Work order 1: In the sickle cell gene therapy text, why did André Marcel Harris decide that waiting was his best option? Answer in one to three sentences.
Work order 2: Translate this sentence from the sickle cell gene therapy text into Spanish: "If they wait too long, the disease can lead to a stroke or permanent damage to organs and bones."
Work order 3: Continue the sickle cell gene therapy text, starting after its final sentence about Shamar Lewis's concerns.

Study text:
Sickle cell cure brings a mixture of fear and hope
But she has other concerns, particularly for her 7- and 12-year-old daughters. The lengthy hospitalization for gene therapy, followed by months of recovery, would be tough on her, she said.
“They’re not babies, but they need me,” Ms. Polanco said.
Patients ask when in the course of the disease gene therapy is necessary. If they wait too long, the disease can lead to a stroke or permanent damage to organs and bones. But if the disease is mild and manageable, is it better to wait? André Marcel Harris, 33, who lives in Houston, decided waiting was his best option.
“I’m not as ill as many others,” he said. “At this point, gene therapy is not part of the conversation.”
Shamar Lewis, 20, who lives in Orlando, Fla., has several concerns – potential long-term side effects of gene therapy, cost, and the months-long process of treatment and recovery.

Dataset:

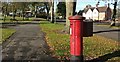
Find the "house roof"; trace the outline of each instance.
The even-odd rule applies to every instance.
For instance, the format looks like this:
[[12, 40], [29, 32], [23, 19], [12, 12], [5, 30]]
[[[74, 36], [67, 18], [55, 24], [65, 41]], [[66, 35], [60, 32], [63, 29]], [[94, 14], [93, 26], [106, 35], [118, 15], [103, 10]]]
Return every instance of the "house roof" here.
[[[105, 12], [107, 10], [107, 6], [102, 6], [102, 7], [97, 7], [96, 9], [99, 11], [99, 12]], [[92, 11], [95, 9], [95, 7], [91, 7], [91, 8], [85, 8], [84, 9], [84, 13], [86, 13], [89, 9], [91, 9]]]
[[99, 12], [105, 12], [107, 8], [108, 8], [107, 6], [103, 6], [103, 7], [98, 7], [97, 9]]
[[84, 13], [86, 13], [89, 9], [91, 9], [92, 11], [94, 10], [95, 7], [91, 7], [91, 8], [85, 8], [84, 9]]

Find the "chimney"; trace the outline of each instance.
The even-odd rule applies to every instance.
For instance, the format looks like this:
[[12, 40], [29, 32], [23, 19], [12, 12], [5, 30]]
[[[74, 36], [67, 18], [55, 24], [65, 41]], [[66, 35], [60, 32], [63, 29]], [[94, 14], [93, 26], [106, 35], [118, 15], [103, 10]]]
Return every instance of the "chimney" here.
[[100, 3], [100, 2], [97, 2], [97, 4], [96, 4], [96, 8], [98, 8], [99, 3]]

Expected answer 1: Harris decided to wait because his disease is not as severe as many other patients' cases. As he put it, at this point gene therapy "is not part of the conversation."

Expected answer 2: Si esperan demasiado, la enfermedad puede provocar un derrame cerebral o daños permanentes en los órganos y los huesos.

Expected answer 3:
Still, the sickle cell was such a burden. He spent years of early adolescence unable to go to school because he was so ill – his school even sent teachers to his home. He has now graduated from high school and is interested in military service, but has since learned that with sickle cell disease he would not be accepted. With gene therapy, “I would be able to really live my life,” he told his mother, Carla Lewis.
But what would that life be like?
Without the disease, said Teonna Woolford, 31, a sickle cell patient and advocate who lives in Owings Mills, Md., “patients don’t know who they are.” Many worry, she said, “of trading a known problem — sickle cells — for something different and a general fear of the unknown.”